**About this task**
So that nothing is lost, restate each entry exactly as supplied.

**Referring expression grounding data**
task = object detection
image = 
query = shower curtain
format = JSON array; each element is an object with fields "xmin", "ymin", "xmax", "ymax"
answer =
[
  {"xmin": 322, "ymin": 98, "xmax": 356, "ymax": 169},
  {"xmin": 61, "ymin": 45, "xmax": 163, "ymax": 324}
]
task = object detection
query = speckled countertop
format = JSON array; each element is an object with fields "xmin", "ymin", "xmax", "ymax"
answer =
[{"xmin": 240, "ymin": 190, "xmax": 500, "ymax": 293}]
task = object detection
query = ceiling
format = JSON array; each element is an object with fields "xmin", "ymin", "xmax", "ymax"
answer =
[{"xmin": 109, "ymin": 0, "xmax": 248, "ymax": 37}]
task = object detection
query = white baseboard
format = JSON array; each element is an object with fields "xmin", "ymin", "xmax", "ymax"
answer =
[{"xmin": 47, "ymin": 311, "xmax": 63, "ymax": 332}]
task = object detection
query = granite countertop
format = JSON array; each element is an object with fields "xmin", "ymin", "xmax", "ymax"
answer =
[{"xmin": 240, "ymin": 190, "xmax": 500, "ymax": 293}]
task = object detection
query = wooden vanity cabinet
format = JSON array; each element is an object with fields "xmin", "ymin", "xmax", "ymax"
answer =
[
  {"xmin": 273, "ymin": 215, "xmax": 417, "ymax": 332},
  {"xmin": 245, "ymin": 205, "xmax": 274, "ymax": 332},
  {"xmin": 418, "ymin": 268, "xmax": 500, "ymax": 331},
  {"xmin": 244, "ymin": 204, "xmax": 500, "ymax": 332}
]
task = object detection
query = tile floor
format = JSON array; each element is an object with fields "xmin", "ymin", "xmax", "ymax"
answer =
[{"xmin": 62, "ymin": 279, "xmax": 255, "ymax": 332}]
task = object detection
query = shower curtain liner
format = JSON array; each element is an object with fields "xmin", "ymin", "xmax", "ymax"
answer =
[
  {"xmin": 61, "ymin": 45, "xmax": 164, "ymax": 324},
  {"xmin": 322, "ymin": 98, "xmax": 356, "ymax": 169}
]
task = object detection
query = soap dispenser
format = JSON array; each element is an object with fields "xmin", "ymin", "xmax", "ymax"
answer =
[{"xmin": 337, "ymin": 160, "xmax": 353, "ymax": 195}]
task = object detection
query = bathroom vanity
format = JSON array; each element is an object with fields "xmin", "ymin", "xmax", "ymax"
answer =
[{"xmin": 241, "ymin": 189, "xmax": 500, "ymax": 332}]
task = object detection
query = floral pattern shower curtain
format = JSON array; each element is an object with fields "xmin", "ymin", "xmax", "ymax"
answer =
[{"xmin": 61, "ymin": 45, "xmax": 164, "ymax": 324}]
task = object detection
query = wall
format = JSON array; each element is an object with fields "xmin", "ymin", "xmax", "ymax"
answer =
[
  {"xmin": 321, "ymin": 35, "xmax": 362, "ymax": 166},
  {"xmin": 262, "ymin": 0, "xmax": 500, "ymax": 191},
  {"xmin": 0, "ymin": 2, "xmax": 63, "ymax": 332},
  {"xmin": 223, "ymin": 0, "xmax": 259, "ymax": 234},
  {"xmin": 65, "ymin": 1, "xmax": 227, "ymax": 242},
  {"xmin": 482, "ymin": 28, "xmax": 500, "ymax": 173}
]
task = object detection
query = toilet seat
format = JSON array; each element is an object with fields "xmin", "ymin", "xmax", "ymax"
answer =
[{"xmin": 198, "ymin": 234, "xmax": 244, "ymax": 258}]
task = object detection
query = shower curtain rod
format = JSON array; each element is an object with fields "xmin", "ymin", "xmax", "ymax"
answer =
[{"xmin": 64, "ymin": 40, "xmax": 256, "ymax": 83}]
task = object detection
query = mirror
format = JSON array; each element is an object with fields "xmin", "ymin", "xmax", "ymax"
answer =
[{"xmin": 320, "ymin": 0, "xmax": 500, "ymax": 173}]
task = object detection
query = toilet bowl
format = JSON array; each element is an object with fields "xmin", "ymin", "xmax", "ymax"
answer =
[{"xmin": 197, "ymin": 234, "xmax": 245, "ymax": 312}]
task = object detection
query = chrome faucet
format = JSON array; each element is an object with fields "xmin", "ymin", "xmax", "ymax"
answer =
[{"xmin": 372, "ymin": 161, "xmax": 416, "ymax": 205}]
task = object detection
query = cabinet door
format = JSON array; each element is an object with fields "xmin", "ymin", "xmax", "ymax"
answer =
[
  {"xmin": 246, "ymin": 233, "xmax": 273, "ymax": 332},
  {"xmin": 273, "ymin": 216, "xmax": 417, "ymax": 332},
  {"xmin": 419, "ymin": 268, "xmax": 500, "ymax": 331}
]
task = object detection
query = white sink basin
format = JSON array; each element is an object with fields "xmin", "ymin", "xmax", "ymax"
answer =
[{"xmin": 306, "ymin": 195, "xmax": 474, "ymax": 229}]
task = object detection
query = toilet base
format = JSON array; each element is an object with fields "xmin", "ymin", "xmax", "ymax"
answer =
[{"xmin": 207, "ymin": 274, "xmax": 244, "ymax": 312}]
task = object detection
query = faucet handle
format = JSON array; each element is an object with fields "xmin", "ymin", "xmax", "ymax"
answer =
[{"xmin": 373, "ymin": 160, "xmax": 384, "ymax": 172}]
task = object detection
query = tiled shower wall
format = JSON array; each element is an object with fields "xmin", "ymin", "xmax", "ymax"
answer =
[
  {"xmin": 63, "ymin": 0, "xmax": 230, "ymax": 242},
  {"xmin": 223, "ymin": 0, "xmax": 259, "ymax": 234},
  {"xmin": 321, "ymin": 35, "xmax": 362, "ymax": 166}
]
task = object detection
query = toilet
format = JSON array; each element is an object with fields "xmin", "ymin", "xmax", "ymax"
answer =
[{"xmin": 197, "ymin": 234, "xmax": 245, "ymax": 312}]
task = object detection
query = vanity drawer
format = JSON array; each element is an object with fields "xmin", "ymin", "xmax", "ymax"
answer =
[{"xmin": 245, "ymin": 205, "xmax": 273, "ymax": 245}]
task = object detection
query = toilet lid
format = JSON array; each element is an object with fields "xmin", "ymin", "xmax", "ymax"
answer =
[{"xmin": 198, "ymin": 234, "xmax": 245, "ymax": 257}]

**Reply**
task = object detection
image = 
query = shower curtain
format = JSON array; each element is an object with fields "xmin", "ymin", "xmax", "ymax"
answer =
[
  {"xmin": 322, "ymin": 98, "xmax": 356, "ymax": 169},
  {"xmin": 61, "ymin": 45, "xmax": 163, "ymax": 324}
]
task = object detection
query = speckled countertop
format = JSON array; each element is an object with fields "xmin", "ymin", "xmax", "ymax"
answer =
[{"xmin": 240, "ymin": 190, "xmax": 500, "ymax": 293}]
task = object detection
query = ceiling
format = JSON array; each element is an object with fields "xmin", "ymin", "xmax", "ymax"
answer =
[{"xmin": 109, "ymin": 0, "xmax": 248, "ymax": 37}]
task = object detection
query = white baseboard
format = JSON array; each element is an object with fields "xmin", "ymin", "xmax", "ymax"
answer =
[{"xmin": 47, "ymin": 311, "xmax": 63, "ymax": 332}]
task = object detection
query = granite countertop
format = JSON array; each element is an object with fields "xmin", "ymin", "xmax", "ymax"
answer =
[{"xmin": 240, "ymin": 190, "xmax": 500, "ymax": 293}]
task = object detection
query = wooden vanity cabinet
format = JSON array; each element is an object with fields "xmin", "ymin", "xmax", "ymax"
answer =
[
  {"xmin": 273, "ymin": 215, "xmax": 417, "ymax": 332},
  {"xmin": 245, "ymin": 205, "xmax": 274, "ymax": 332},
  {"xmin": 418, "ymin": 268, "xmax": 500, "ymax": 331},
  {"xmin": 244, "ymin": 204, "xmax": 500, "ymax": 332}
]
task = object detection
query = tile floor
format = JSON array; each element is an object with fields "xmin", "ymin", "xmax", "ymax"
answer =
[{"xmin": 62, "ymin": 279, "xmax": 255, "ymax": 332}]
task = object detection
query = shower curtain liner
format = JSON array; each element is an object with fields "xmin", "ymin", "xmax", "ymax"
answer =
[
  {"xmin": 61, "ymin": 45, "xmax": 164, "ymax": 324},
  {"xmin": 322, "ymin": 98, "xmax": 356, "ymax": 169}
]
task = object detection
query = soap dispenser
format = JSON array; each element is an object with fields "xmin", "ymin", "xmax", "ymax"
answer =
[{"xmin": 337, "ymin": 160, "xmax": 353, "ymax": 195}]
task = object detection
query = bathroom vanity
format = JSON array; each element is an object with fields "xmin", "ymin", "xmax", "ymax"
answer =
[{"xmin": 241, "ymin": 189, "xmax": 500, "ymax": 332}]
task = object detection
query = floral pattern shower curtain
format = JSON array; each element is an object with fields "xmin", "ymin", "xmax", "ymax"
answer =
[{"xmin": 61, "ymin": 45, "xmax": 164, "ymax": 324}]
task = object detection
query = wall
format = JSON array; each element is an object with fields "xmin", "ymin", "xmax", "ymax"
answer =
[
  {"xmin": 321, "ymin": 35, "xmax": 362, "ymax": 166},
  {"xmin": 262, "ymin": 0, "xmax": 500, "ymax": 191},
  {"xmin": 0, "ymin": 2, "xmax": 63, "ymax": 332},
  {"xmin": 223, "ymin": 0, "xmax": 259, "ymax": 234},
  {"xmin": 65, "ymin": 1, "xmax": 227, "ymax": 242},
  {"xmin": 482, "ymin": 28, "xmax": 500, "ymax": 173}
]
task = object detection
query = toilet seat
format = JSON array; each element is an object with fields "xmin", "ymin", "xmax", "ymax"
answer =
[{"xmin": 198, "ymin": 234, "xmax": 244, "ymax": 258}]
task = object detection
query = shower curtain rod
format = JSON array; each element is an object with fields "xmin", "ymin", "xmax", "ymax"
answer =
[{"xmin": 64, "ymin": 40, "xmax": 256, "ymax": 83}]
task = object detection
query = mirror
format = JSON array; each element is an object with fields "xmin", "ymin", "xmax", "ymax"
answer =
[{"xmin": 320, "ymin": 0, "xmax": 500, "ymax": 173}]
task = object detection
query = toilet bowl
format = JSON array; each element is an object with fields "xmin", "ymin", "xmax", "ymax"
answer =
[{"xmin": 197, "ymin": 234, "xmax": 245, "ymax": 312}]
task = object detection
query = chrome faucet
format = JSON array; each element is an object with fields "xmin", "ymin", "xmax", "ymax"
answer =
[{"xmin": 372, "ymin": 161, "xmax": 416, "ymax": 205}]
task = object detection
query = cabinet door
format = JSON array; each element is an object with fields "xmin", "ymin", "xmax", "ymax"
answer =
[
  {"xmin": 246, "ymin": 233, "xmax": 273, "ymax": 332},
  {"xmin": 273, "ymin": 216, "xmax": 417, "ymax": 332},
  {"xmin": 419, "ymin": 268, "xmax": 500, "ymax": 331}
]
task = object detection
query = white sink basin
format = JSON array; each element is an object with fields "xmin", "ymin", "xmax", "ymax"
answer =
[{"xmin": 306, "ymin": 195, "xmax": 474, "ymax": 229}]
task = object detection
query = toilet base
format = JSON array; each element is an object with fields "xmin", "ymin", "xmax", "ymax"
answer =
[{"xmin": 207, "ymin": 274, "xmax": 244, "ymax": 312}]
task = object detection
query = faucet handle
format = JSON array; each element is an object with fields "xmin", "ymin", "xmax", "ymax"
answer =
[{"xmin": 373, "ymin": 160, "xmax": 384, "ymax": 172}]
task = object detection
query = tiled shower wall
format = JSON array; each element is an object with fields "xmin", "ymin", "xmax", "ymax"
answer =
[
  {"xmin": 63, "ymin": 0, "xmax": 230, "ymax": 242},
  {"xmin": 223, "ymin": 0, "xmax": 259, "ymax": 234},
  {"xmin": 321, "ymin": 35, "xmax": 362, "ymax": 166}
]
task = object detection
query = toilet
format = JSON array; each element is an object with fields "xmin", "ymin", "xmax", "ymax"
answer =
[{"xmin": 197, "ymin": 234, "xmax": 245, "ymax": 312}]
task = object detection
query = vanity drawer
format = JSON array; each element is an object with fields "xmin", "ymin", "xmax", "ymax"
answer =
[{"xmin": 245, "ymin": 205, "xmax": 273, "ymax": 245}]
task = object detection
query = toilet lid
format = JSON array; each element is an object with fields "xmin", "ymin", "xmax", "ymax"
answer =
[{"xmin": 198, "ymin": 234, "xmax": 245, "ymax": 257}]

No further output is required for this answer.